What the task requires -
Rewrite the entries below so that "Put a dot on" becomes "Mark" at every occurrence, and keep everything else unchanged.

Entries pointing to named objects:
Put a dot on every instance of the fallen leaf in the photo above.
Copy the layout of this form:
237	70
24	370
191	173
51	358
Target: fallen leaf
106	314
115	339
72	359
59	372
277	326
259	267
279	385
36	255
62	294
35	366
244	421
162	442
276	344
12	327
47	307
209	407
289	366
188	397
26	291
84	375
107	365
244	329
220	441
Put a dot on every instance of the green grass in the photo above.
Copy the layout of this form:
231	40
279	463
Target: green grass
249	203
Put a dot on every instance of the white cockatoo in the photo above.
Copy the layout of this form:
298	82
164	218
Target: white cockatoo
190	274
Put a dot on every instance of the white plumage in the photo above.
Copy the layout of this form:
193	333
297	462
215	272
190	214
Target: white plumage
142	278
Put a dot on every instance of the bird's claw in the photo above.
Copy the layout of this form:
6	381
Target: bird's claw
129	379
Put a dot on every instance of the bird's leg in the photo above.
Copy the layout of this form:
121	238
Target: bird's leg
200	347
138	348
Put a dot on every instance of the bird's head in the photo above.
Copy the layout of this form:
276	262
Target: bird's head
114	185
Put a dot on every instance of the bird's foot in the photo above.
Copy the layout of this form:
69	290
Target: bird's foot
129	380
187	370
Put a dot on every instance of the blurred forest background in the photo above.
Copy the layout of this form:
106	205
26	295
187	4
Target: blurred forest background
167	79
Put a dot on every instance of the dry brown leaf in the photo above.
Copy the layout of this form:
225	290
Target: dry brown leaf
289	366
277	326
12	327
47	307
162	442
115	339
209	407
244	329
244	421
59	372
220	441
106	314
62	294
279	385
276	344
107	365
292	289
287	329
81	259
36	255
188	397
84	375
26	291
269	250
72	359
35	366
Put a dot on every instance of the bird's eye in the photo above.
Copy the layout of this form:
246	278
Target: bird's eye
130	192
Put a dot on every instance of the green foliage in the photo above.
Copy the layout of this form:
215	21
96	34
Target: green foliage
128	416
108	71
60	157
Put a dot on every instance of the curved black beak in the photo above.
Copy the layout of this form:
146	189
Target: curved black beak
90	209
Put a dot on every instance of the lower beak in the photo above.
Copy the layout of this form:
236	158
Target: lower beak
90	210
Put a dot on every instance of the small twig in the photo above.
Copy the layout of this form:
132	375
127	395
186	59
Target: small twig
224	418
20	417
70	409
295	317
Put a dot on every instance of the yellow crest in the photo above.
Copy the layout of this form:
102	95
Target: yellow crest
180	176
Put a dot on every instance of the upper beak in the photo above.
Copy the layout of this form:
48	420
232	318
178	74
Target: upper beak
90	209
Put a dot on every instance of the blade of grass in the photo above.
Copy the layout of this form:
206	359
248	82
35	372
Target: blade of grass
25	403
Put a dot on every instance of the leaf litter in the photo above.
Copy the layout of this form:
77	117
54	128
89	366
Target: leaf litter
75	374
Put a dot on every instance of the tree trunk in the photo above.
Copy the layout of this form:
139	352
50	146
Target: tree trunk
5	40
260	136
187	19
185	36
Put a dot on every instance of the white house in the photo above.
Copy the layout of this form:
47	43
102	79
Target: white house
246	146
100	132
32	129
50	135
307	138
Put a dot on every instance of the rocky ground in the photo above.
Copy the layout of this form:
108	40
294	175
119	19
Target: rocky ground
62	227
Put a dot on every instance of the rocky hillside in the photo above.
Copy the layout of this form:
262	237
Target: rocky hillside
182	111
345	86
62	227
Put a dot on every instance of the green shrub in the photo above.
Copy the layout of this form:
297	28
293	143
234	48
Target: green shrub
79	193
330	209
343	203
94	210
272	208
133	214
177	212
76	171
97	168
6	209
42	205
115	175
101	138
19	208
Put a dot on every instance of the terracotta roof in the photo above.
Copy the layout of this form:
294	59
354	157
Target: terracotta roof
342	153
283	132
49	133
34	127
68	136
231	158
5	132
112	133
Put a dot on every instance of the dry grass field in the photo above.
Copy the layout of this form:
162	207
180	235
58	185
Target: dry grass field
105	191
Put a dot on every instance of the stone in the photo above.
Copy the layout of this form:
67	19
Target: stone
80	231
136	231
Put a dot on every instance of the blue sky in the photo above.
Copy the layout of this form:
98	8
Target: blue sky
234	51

Solution for this problem -
Mark every instance of the fallen leaf in the photo above.
Copy the layout of this form:
237	70
24	370
191	173
51	358
Target: fallen leaf
106	314
115	339
72	359
59	372
277	326
259	267
279	385
36	255
62	294
35	366
244	421
162	442
276	344
12	327
47	307
209	407
289	366
188	397
26	291
84	375
107	365
244	329
220	441
Mark every instance of the green grass in the photo above.
Copy the layout of this form:
231	40
279	463
Target: green grass
249	203
Mark every instance of the white cockatoo in the photo above.
Copy the layout of this form:
298	82
164	218
Target: white cockatoo
190	274
Mark every instance of the white plumage in the photo above.
Copy the layout of this form:
193	333
297	462
215	272
190	214
Target: white plumage
142	278
Mark every instance of the bird's claw in the photo above.
Copy the layout of this form:
6	381
Target: bird's claw
129	379
Mark every instance of the bird's leg in the photo above.
Copy the layout of this form:
121	238
Target: bird's leg
200	347
138	348
Mark every instance of the bird's head in the photo above.
Copy the layout of this form:
276	262
Target: bird's head
114	185
Mark every instance of the bird's foot in the photo above.
Copy the layout of this form:
69	290
Target: bird's foot
129	380
187	370
Mark every instance of the blurred forest background in the photo above.
Copy the layout of this form:
106	205
26	295
187	4
Target: blurred forest background
167	79
Mark every instance of the dry brown leaf in the photo above.
Copy the layout of this form:
225	290
Target: dry brown leaf
289	366
277	326
12	327
47	307
162	442
115	339
209	407
244	329
244	421
59	372
220	441
106	314
62	294
279	385
276	344
107	365
292	289
287	329
81	259
36	255
188	397
84	375
26	291
269	250
72	359
35	366
Mark every instance of the bird's eye in the photo above.
Copy the layout of this form:
246	278
Target: bird's eye
130	192
Mark every instance of the green foliage in the photo above.
Copy the layout of this form:
215	21
96	34
Target: green foliage
128	416
108	71
60	157
Mark every instance of the curved black beak in the photo above.
Copy the layout of this form:
146	189
Target: curved black beak
90	209
Mark every instance of the lower beak in the photo above.
Copy the layout of this form:
236	158
Target: lower beak
90	210
Mark every instance of the small twig in the photo above.
Copy the layout of this form:
132	375
127	395
186	59
Target: small twig
224	418
20	417
70	409
295	317
Mark every instance of the yellow crest in the photo above.
Copy the layout of this form:
102	95
Target: yellow crest
180	176
Mark every instance of the upper beak in the photo above.
Copy the layout of this form:
48	420
232	318
178	74
Target: upper beak
90	209
Mark every instance of the blade of grass in the photo above.
Copy the layout of this form:
206	359
248	82
35	372
Target: blade of grass
25	403
Mark every instance of the leaf litter in the photo above.
Copy the layout of this form:
77	117
54	128
89	366
Target: leaf litter
75	374
Mark every instance of the tree trunk in the photo above.
Copy the layout of this form:
139	352
50	146
Target: tree trunk
5	40
260	136
187	19
185	36
Mark every instance of the white house in the photo above.
Copy the layout of this form:
47	43
102	79
Target: white house
246	146
100	132
32	129
50	135
307	138
Mark every instance of the rocky ground in the photo above.
Copy the layout of this form:
108	40
294	175
119	19
Target: rocky ground
62	227
Mark every instance of the rocky hillside in the photo above.
Copy the layout of this form:
262	237
Target: rocky hillside
182	111
345	86
62	227
Mark every instance of the green shrub in the photo above.
Copy the layout of this form:
297	28
293	143
234	48
Target: green shrub
79	193
330	209
343	203
94	210
272	208
133	214
177	212
76	171
97	168
6	209
42	205
115	175
101	138
19	208
Mark every instance of the terracotta roof in the photo above.
Copy the layout of this form:
294	59
354	157
Target: terracotta roof
342	153
283	132
49	133
34	127
68	136
231	158
5	132
112	133
Mark every instance of the dry grass field in the photo above.
Copy the layout of this form:
162	207
180	235
58	185
Target: dry grass field
105	191
Mark every instance of the stone in the photo above.
Copy the layout of this form:
67	19
Target: stone
80	231
136	231
Mark every instance of the blue sky in the photo above.
Copy the layout of this form:
98	8
Target: blue sky
234	51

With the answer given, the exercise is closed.